• The request: Reproduce all of the records below unchanged except that every "largest disc" becomes "biggest circle".

• Data for processing:
##############################

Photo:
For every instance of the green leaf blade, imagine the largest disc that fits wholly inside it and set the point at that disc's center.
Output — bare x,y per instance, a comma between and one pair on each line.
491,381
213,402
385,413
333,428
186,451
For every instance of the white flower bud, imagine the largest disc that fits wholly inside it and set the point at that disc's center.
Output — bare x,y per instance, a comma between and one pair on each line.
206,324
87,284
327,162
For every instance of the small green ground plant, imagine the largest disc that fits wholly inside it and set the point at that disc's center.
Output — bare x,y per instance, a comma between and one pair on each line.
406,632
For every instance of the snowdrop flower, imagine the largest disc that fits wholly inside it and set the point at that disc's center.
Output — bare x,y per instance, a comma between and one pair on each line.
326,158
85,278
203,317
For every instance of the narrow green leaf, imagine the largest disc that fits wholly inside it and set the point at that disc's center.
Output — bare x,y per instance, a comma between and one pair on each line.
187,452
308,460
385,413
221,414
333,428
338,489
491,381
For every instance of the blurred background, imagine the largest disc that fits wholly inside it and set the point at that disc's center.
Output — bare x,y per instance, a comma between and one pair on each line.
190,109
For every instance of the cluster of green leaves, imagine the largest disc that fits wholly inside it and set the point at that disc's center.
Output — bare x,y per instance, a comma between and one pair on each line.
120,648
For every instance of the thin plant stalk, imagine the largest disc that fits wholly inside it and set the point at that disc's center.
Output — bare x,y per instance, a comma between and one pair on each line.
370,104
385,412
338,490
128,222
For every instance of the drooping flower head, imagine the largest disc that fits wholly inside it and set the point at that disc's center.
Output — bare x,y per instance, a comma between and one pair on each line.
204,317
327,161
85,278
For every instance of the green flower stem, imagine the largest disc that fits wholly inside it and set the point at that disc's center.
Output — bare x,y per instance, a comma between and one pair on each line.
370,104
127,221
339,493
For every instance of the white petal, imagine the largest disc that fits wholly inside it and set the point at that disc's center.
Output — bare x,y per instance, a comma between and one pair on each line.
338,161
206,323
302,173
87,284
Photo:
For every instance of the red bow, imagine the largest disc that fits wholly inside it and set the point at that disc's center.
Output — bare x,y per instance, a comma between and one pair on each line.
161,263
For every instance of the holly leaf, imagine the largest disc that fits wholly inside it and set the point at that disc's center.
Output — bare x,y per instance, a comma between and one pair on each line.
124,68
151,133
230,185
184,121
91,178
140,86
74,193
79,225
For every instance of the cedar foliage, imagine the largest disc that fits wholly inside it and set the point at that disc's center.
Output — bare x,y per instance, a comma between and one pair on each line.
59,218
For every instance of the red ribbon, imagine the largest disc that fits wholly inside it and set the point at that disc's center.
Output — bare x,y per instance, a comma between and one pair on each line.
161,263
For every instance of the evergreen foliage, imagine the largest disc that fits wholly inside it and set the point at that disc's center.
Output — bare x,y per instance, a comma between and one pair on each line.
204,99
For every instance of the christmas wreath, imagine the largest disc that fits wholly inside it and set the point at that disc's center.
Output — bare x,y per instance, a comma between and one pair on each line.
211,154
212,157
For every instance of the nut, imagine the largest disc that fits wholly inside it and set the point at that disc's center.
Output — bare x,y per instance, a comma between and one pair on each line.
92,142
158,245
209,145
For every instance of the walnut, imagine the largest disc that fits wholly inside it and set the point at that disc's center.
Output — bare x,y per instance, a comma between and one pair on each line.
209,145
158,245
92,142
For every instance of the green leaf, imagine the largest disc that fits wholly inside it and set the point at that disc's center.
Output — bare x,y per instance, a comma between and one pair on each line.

##############################

• Response to this exercise:
Photo:
For every instance of the green leaf blade, imagine the biggest circle that fits wholly inside it and set the point at that disc's center.
Output — bare x,y per instance, a comma between and one pair on each line.
491,381
213,402
385,413
333,428
186,451
For every instance of the white flower bud, imagine the biggest circle that fits wholly inside it and set the point at that disc's center.
Output — bare x,y per instance, a comma between and one pair on each line.
206,324
87,284
327,162
For every instance of the small green ground plant, imagine the biggest circle that fits wholly inside it and set the point at that disc's center.
Output — bare x,y per instance, a comma between and one pair on each line.
406,632
For every instance of the snowdrop flower, imagine the biggest circle that fits wholly inside it and set the point at that disc's center.
Output — bare x,y per instance, a comma between and one pair on each line.
326,158
85,278
203,317
For every instance of the narrow green leaf, imagine the biggest circle that fits wholly inside it and set the point at that disc's center.
Output — bare x,y per instance, a comma between and one pair on each line.
187,452
308,460
385,413
221,414
333,428
338,489
491,381
For every instance of the blurred background, imagine the biggest circle that fits wholly inside it and set the point at that disc's center.
Output — bare x,y per instance, a comma between and one pair on each line.
190,109
For every instance of the cluster of green leaves, imagine the biggest circle that fits wholly inside it and set the point at that disc's center.
Output — bare x,y per instance, a comma between and one pair on each line.
120,648
For every instance of the thin plant stalk, imagine the biggest circle that fits wholly inside it and set the point at that disc's center.
Output — bare x,y per instance, a comma between and one pair on each line.
370,104
385,412
338,490
128,222
For every instance of the drooping flower head, imagine the biggest circle that fits wholly inside it and set the point at that disc's center.
Output — bare x,y per instance, a comma between and one pair on each line.
204,317
327,161
85,278
For every instance of the green flower stem, imagine the biggest circle that fits wholly inside it and set the point at that disc's center.
Output — bare x,y per instance, a comma between and one pair on each line.
370,104
127,221
339,493
For every instance of the white petal, imagine the biggest circle that fits wholly inside it and set the point at that disc's center.
Output — bare x,y per instance, a comma between and one pair on each line.
338,161
206,323
302,173
87,284
Photo:
For every instance of the red bow, imagine the biggest circle that fits wholly inside it and set the point at that disc's center.
Output — bare x,y per instance, a comma between and one pair on each line.
161,263
For every instance of the holly leaf, imagine the biggest circle that fits wholly inside it and set the point at that disc's center.
Output — bare x,y per instance, a comma between and one pair on each line.
124,68
151,133
230,185
184,121
91,178
140,86
74,193
79,225
For every instance of the cedar foliage, imagine the biggest circle that fits wholly inside it and set the point at that disc's center.
Output — bare x,y per instance, a comma between and one pair on each line.
59,218
For every instance of the red ribbon, imagine the biggest circle that fits wholly inside it and set the point at that disc's center.
Output — bare x,y per instance, a comma between and one pair on each line.
161,263
For every instance of the evergreen foliage, imagine the biggest circle that fits wholly inside it and set the point at that disc's center.
Output — bare x,y per instance, a comma between and one pair on each line.
204,99
For every instance of the christmas wreath, imagine the biggest circle that fits wholly inside it and set the point at that disc's center.
Output — bare x,y per instance, a comma between and one pair on each line.
211,154
212,157
For every instance of the nut, imagine the biggest circle that fits wholly inside it and set the point at that disc's center.
Output — bare x,y per instance, a comma between and one pair on each line.
92,142
158,245
209,145
For every instance of the walnut, imagine the biggest circle that fits wholly inside it and set the point at that disc's center.
Output — bare x,y per instance, a comma between and one pair on each line.
209,145
158,245
92,142
For every instance of the green leaf, imagine the biggest circle that fits wholly inside it and set the point at that disc's center.
Output — bare x,y per instance, a comma between and one pair on each line.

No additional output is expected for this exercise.